Copy out the full listing exactly, omitting any picture it contains.

_Information_
[Start of section]

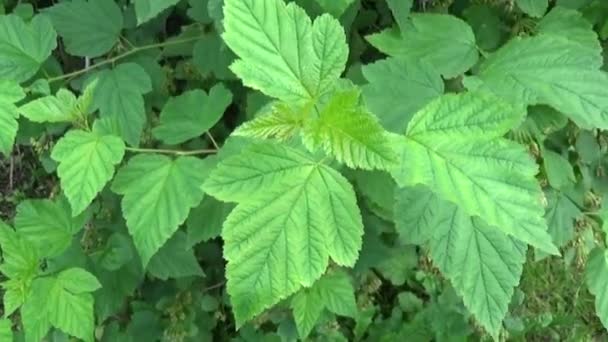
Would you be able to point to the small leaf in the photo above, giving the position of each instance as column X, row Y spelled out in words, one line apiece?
column 24, row 47
column 88, row 28
column 86, row 163
column 191, row 114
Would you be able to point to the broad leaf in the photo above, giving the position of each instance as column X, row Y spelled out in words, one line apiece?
column 148, row 9
column 10, row 92
column 596, row 277
column 455, row 146
column 347, row 131
column 175, row 260
column 534, row 8
column 88, row 28
column 281, row 52
column 48, row 225
column 86, row 164
column 483, row 264
column 294, row 214
column 24, row 47
column 398, row 88
column 549, row 70
column 58, row 108
column 118, row 96
column 158, row 195
column 445, row 42
column 191, row 114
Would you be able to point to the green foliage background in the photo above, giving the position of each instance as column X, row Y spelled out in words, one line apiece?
column 270, row 170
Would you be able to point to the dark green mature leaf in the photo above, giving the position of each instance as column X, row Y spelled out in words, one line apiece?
column 192, row 114
column 118, row 96
column 398, row 88
column 88, row 28
column 445, row 42
column 24, row 46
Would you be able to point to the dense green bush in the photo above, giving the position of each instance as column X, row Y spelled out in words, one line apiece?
column 379, row 170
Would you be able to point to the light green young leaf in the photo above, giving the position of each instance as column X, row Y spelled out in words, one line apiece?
column 416, row 224
column 335, row 7
column 444, row 41
column 175, row 260
column 148, row 9
column 58, row 108
column 88, row 28
column 483, row 264
column 307, row 306
column 533, row 8
column 549, row 70
column 455, row 146
column 158, row 195
column 48, row 225
column 86, row 163
column 347, row 131
column 53, row 301
column 24, row 47
column 118, row 96
column 282, row 53
column 398, row 88
column 596, row 277
column 281, row 121
column 191, row 114
column 292, row 207
column 10, row 92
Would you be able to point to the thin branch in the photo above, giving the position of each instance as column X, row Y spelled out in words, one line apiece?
column 121, row 56
column 174, row 152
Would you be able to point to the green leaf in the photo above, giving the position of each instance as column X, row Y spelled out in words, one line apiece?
column 86, row 163
column 149, row 9
column 6, row 331
column 483, row 264
column 550, row 70
column 561, row 213
column 278, row 120
column 416, row 214
column 158, row 195
column 191, row 114
column 77, row 281
column 444, row 41
column 175, row 260
column 88, row 28
column 533, row 8
column 335, row 7
column 118, row 96
column 24, row 47
column 455, row 146
column 54, row 302
column 205, row 221
column 307, row 307
column 48, row 225
column 398, row 88
column 337, row 293
column 295, row 213
column 282, row 53
column 559, row 171
column 347, row 131
column 58, row 108
column 596, row 277
column 10, row 92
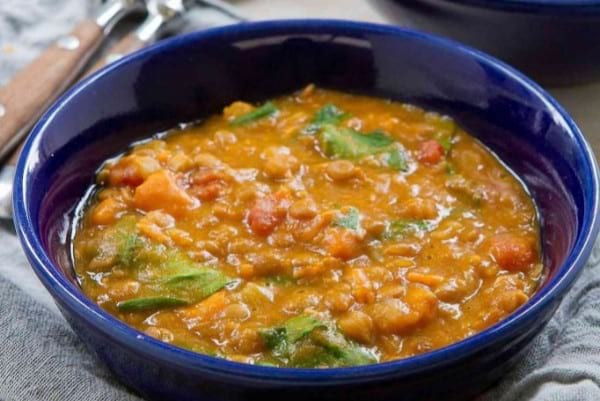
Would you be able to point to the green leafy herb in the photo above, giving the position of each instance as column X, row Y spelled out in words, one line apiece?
column 258, row 113
column 346, row 352
column 403, row 228
column 279, row 339
column 305, row 341
column 328, row 114
column 197, row 285
column 346, row 143
column 168, row 276
column 349, row 220
column 149, row 303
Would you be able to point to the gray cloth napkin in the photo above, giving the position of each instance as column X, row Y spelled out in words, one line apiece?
column 42, row 359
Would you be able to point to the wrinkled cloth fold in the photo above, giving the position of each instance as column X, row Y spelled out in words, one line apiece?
column 41, row 358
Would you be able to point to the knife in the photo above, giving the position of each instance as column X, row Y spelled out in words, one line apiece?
column 161, row 15
column 33, row 88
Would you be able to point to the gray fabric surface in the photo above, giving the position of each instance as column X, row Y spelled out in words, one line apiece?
column 42, row 359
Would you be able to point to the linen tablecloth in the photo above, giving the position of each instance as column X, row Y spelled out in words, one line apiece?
column 42, row 359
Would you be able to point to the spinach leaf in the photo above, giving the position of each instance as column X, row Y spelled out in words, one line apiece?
column 279, row 339
column 350, row 220
column 328, row 114
column 195, row 286
column 346, row 352
column 403, row 228
column 149, row 303
column 258, row 113
column 305, row 341
column 346, row 143
column 165, row 274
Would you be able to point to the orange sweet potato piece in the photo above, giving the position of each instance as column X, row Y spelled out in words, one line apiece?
column 161, row 192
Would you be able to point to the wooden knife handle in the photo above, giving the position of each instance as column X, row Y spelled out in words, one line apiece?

[End of section]

_Answer to the problem_
Would you be able to point to the small leaf in the photo above, giving the position of each instance as column X, row Y spelled out in words, one line apiece?
column 24, row 47
column 88, row 28
column 86, row 163
column 191, row 114
Would you be able to point to the broad leaf in the photo above, giving the position of each instance as column X, row Y spelled out in words, one line apiece?
column 148, row 9
column 10, row 92
column 596, row 277
column 455, row 146
column 347, row 131
column 175, row 260
column 534, row 8
column 88, row 28
column 281, row 52
column 48, row 225
column 86, row 164
column 483, row 264
column 294, row 214
column 24, row 47
column 398, row 88
column 549, row 70
column 58, row 108
column 118, row 96
column 158, row 195
column 445, row 42
column 191, row 114
Would you be able to point to the green foliage background in the photo above, giving the position of each instance as column X, row Y spelled out in words, one line apiece?
column 270, row 170
Would you be able to point to the dark green mature leaf in the photo above, giving the position of each instance as column X, row Y spelled out in words, one line apiece?
column 192, row 114
column 118, row 96
column 398, row 88
column 88, row 28
column 445, row 42
column 24, row 46
Would you be able to point to the dense green bush in the photo above, giving the position of each instance as column X, row Y spelled out in words, one line apiece?
column 379, row 170
Would you be able to point to the light green young leaf in the photo above, giving the position of each instance as column X, row Y spelled out in words, one line apiece?
column 416, row 224
column 335, row 7
column 444, row 41
column 175, row 260
column 148, row 9
column 58, row 108
column 88, row 28
column 483, row 264
column 307, row 306
column 533, row 8
column 549, row 70
column 455, row 146
column 158, row 195
column 48, row 225
column 86, row 163
column 347, row 131
column 53, row 301
column 24, row 47
column 118, row 96
column 282, row 53
column 398, row 88
column 596, row 277
column 281, row 121
column 191, row 114
column 292, row 207
column 10, row 92
Would you be able to point to the thin branch in the photo above, giving the position of each instance as column X, row Y spelled out in words, one line apiece?
column 121, row 56
column 174, row 152
Would you be able to point to the green leaf in the photo above, giving the position of each instance as column X, row Y spelled out in words, one line apiece?
column 86, row 163
column 149, row 9
column 6, row 331
column 483, row 264
column 550, row 70
column 561, row 213
column 278, row 120
column 416, row 214
column 158, row 195
column 191, row 114
column 77, row 281
column 444, row 41
column 175, row 260
column 88, row 28
column 533, row 8
column 335, row 7
column 118, row 96
column 24, row 47
column 455, row 146
column 54, row 302
column 205, row 221
column 307, row 307
column 48, row 225
column 398, row 88
column 337, row 293
column 295, row 213
column 282, row 53
column 559, row 171
column 347, row 131
column 58, row 108
column 596, row 277
column 10, row 92
Would you be able to point to the green leafy herb in the photo above, giving the position of each instance as column X, row Y spelled out in words, one line apiece?
column 258, row 113
column 346, row 352
column 403, row 228
column 279, row 339
column 305, row 341
column 328, row 114
column 197, row 285
column 346, row 143
column 168, row 276
column 349, row 220
column 149, row 303
Would you be able to point to the gray cloth napkin in the photo above, giving the position of each instance as column X, row Y spelled out in words, one line apiece?
column 42, row 359
Would you be able to point to the wrinkled cloth fold in the photo above, giving the position of each instance as column X, row Y spelled out in words, one line apiece?
column 41, row 358
Would you be able to point to the knife in the photo above, giving the position of each instance as column X, row Y spelled out in words, one line apiece?
column 161, row 15
column 33, row 88
Would you be able to point to the gray fabric surface in the photo above, giving the position of each instance as column X, row Y spelled out in words, one line apiece?
column 42, row 359
Would you be able to point to the linen tablecloth in the photo above, giving the position of each instance as column X, row Y spelled out in words, one line apiece?
column 42, row 359
Would you be able to point to the spinach leaf in the photo above, giving the position of each instance as column X, row Y spelled out in words, one line apiece?
column 279, row 339
column 350, row 220
column 328, row 114
column 195, row 286
column 346, row 352
column 403, row 228
column 149, row 303
column 258, row 113
column 305, row 341
column 346, row 143
column 165, row 274
Would you be able to point to the orange sweet potato piece in the photo above, giving the position of each instance as column X, row Y spelled out in words, one line apiece?
column 161, row 192
Would you be able to point to the wooden knife handle in the photo above, giving the position of each instance as column X, row Y spelled out in words, one line apiece?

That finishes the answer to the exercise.